Each line in the records that mentions the word "target" needs to be listed.

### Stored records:
########################################

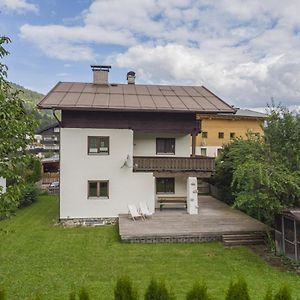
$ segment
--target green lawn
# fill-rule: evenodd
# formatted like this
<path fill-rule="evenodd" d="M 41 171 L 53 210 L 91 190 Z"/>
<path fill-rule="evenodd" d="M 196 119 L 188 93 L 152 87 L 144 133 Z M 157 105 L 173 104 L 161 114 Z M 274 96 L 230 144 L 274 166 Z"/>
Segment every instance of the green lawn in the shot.
<path fill-rule="evenodd" d="M 152 276 L 177 295 L 205 280 L 214 299 L 224 299 L 231 278 L 243 275 L 252 299 L 268 286 L 288 284 L 300 296 L 300 277 L 268 266 L 245 247 L 210 244 L 120 243 L 115 226 L 54 226 L 58 201 L 43 196 L 16 217 L 0 222 L 0 286 L 9 299 L 68 299 L 72 287 L 86 286 L 93 299 L 113 299 L 116 278 L 128 274 L 140 294 Z"/>

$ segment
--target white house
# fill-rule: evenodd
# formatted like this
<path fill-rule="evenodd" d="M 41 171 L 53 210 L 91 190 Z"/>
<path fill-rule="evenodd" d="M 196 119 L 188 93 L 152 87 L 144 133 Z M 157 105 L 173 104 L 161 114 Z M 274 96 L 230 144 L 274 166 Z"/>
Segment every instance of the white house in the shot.
<path fill-rule="evenodd" d="M 234 113 L 204 87 L 59 82 L 39 108 L 61 111 L 60 219 L 115 218 L 128 204 L 186 197 L 191 176 L 209 177 L 212 158 L 195 155 L 197 113 Z M 192 155 L 190 140 L 192 139 Z"/>

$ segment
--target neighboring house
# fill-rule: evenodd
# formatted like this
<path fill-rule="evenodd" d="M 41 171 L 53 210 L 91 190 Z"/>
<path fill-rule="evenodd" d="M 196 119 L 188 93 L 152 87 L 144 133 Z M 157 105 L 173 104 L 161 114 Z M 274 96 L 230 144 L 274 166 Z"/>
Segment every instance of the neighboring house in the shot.
<path fill-rule="evenodd" d="M 61 111 L 60 219 L 117 217 L 128 204 L 186 196 L 190 177 L 207 178 L 214 159 L 197 157 L 196 114 L 235 110 L 201 86 L 59 82 L 39 108 Z M 192 155 L 190 155 L 192 137 Z M 196 187 L 195 187 L 196 188 Z M 195 189 L 194 188 L 194 189 Z"/>
<path fill-rule="evenodd" d="M 59 156 L 42 158 L 42 186 L 48 187 L 54 181 L 59 181 Z"/>
<path fill-rule="evenodd" d="M 47 153 L 59 152 L 59 124 L 53 122 L 40 128 L 34 135 L 34 142 L 29 146 L 30 152 L 40 157 Z"/>
<path fill-rule="evenodd" d="M 202 133 L 197 137 L 196 154 L 216 157 L 224 144 L 236 137 L 246 137 L 248 131 L 263 134 L 266 114 L 248 109 L 237 109 L 235 114 L 197 116 L 201 120 Z"/>
<path fill-rule="evenodd" d="M 2 193 L 6 192 L 6 179 L 3 177 L 0 177 L 0 187 L 2 188 Z"/>

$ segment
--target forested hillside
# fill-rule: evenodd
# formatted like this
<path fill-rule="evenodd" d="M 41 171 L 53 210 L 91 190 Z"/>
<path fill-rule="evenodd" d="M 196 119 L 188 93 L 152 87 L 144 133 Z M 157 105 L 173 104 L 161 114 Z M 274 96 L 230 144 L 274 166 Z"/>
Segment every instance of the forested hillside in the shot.
<path fill-rule="evenodd" d="M 35 110 L 35 117 L 40 122 L 40 126 L 42 127 L 44 125 L 47 125 L 49 123 L 52 123 L 54 118 L 52 116 L 52 112 L 50 110 L 38 110 L 36 109 L 36 104 L 42 99 L 44 96 L 43 94 L 40 94 L 38 92 L 29 90 L 24 88 L 21 85 L 10 83 L 13 91 L 21 90 L 21 98 L 26 102 L 27 108 L 29 110 Z"/>

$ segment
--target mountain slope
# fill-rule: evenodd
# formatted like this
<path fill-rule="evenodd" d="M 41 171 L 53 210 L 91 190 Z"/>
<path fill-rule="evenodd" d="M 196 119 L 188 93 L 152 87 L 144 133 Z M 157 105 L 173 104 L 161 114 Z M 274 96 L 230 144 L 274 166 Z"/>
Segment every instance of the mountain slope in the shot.
<path fill-rule="evenodd" d="M 24 88 L 21 85 L 10 82 L 13 91 L 21 91 L 20 97 L 25 101 L 29 110 L 34 110 L 34 115 L 39 120 L 39 127 L 43 127 L 50 123 L 53 123 L 54 117 L 51 110 L 37 110 L 37 103 L 43 98 L 43 94 Z"/>

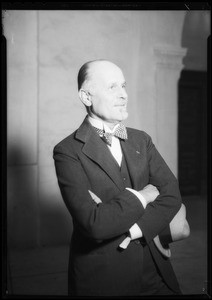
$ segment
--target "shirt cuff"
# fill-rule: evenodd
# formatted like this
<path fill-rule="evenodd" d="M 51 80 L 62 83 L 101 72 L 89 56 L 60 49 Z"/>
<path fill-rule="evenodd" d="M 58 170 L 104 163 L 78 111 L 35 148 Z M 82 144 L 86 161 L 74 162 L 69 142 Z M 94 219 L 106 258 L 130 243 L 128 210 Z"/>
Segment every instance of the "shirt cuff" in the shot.
<path fill-rule="evenodd" d="M 139 239 L 143 236 L 141 228 L 136 223 L 130 227 L 129 232 L 132 240 Z"/>
<path fill-rule="evenodd" d="M 135 196 L 137 196 L 138 199 L 141 201 L 141 204 L 143 205 L 144 209 L 146 208 L 147 206 L 146 199 L 139 192 L 130 188 L 126 188 L 126 190 L 132 192 Z"/>
<path fill-rule="evenodd" d="M 122 249 L 127 249 L 128 245 L 129 245 L 129 243 L 130 243 L 130 241 L 131 241 L 131 237 L 127 236 L 127 237 L 123 240 L 123 242 L 119 245 L 119 247 L 122 248 Z"/>

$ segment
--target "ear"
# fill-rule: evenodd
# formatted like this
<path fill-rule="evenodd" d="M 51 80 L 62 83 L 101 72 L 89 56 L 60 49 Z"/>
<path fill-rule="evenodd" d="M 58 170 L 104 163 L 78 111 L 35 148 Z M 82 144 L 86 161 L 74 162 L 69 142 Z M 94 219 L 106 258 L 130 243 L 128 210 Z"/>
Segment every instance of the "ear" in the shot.
<path fill-rule="evenodd" d="M 80 89 L 79 90 L 79 97 L 80 97 L 80 100 L 82 101 L 82 103 L 85 106 L 91 106 L 92 105 L 91 95 L 89 94 L 88 91 Z"/>

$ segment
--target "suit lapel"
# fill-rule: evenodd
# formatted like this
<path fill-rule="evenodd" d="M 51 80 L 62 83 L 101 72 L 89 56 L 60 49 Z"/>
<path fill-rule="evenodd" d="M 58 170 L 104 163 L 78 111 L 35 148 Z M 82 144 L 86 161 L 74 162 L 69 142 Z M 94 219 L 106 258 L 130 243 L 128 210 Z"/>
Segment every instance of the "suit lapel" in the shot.
<path fill-rule="evenodd" d="M 123 190 L 124 184 L 118 166 L 107 145 L 92 128 L 87 118 L 77 130 L 76 138 L 84 142 L 82 152 L 94 163 L 98 164 L 117 187 Z"/>
<path fill-rule="evenodd" d="M 137 175 L 140 174 L 141 171 L 142 154 L 140 153 L 140 150 L 136 148 L 136 145 L 134 145 L 130 137 L 126 141 L 121 141 L 121 147 L 127 163 L 132 186 L 136 188 L 139 186 L 139 182 L 137 182 L 139 177 Z"/>

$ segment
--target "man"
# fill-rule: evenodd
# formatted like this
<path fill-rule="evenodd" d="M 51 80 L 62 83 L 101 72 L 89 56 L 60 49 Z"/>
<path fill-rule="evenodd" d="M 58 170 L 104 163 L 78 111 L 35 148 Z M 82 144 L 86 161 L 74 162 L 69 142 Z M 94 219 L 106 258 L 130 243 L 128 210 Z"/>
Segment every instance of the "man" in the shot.
<path fill-rule="evenodd" d="M 128 96 L 117 65 L 84 64 L 78 89 L 88 115 L 54 148 L 73 219 L 69 294 L 180 294 L 170 261 L 154 242 L 181 207 L 178 182 L 148 134 L 125 132 Z"/>

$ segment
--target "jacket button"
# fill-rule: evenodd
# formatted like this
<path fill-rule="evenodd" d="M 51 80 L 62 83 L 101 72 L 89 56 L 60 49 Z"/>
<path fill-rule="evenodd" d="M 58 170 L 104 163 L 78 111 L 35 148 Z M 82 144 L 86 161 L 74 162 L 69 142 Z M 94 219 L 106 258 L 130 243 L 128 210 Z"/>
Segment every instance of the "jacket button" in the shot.
<path fill-rule="evenodd" d="M 135 243 L 136 243 L 137 245 L 139 245 L 139 244 L 140 244 L 140 241 L 139 241 L 139 240 L 135 240 Z"/>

########################################

### TASK RESULT:
--target green lawn
--target white house
--target neighboring house
--target forested hillside
--target mountain slope
--target "shirt cuff"
--target "ear"
--target "suit lapel"
--target "man"
--target "jacket button"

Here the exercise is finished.